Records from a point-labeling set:

+++

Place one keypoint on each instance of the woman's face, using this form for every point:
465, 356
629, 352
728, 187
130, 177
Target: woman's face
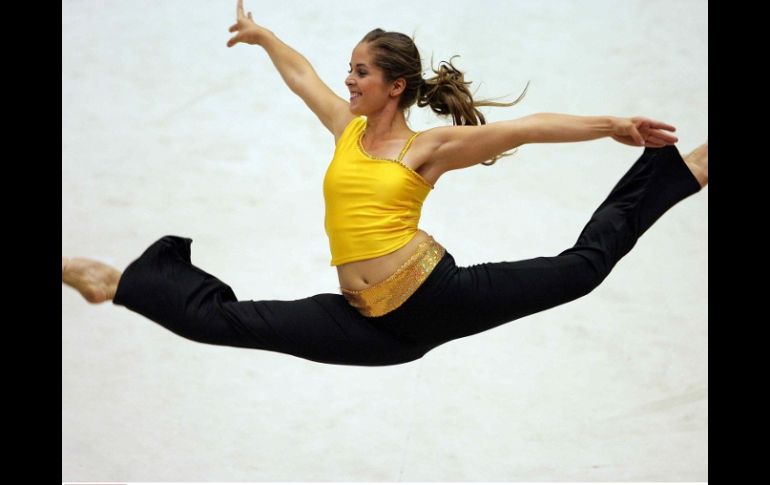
367, 90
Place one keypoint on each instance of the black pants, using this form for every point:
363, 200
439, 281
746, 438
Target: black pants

+++

§ **Set exercise**
Format the listing above as a JSON list of strings with one string per line. Skip blank lines and leave the pictures out.

§ **Result for this task**
[
  "Place one keypoint on each instance of the woman's face, using this form for every point:",
  "465, 356",
  "629, 352",
  "728, 187",
  "130, 177",
  "Target: woman's face",
  "367, 90",
  "Place one keypoint on each instance of the black pants, using this form for every point:",
  "363, 200",
  "439, 281",
  "746, 438",
  "Target: black pants"
]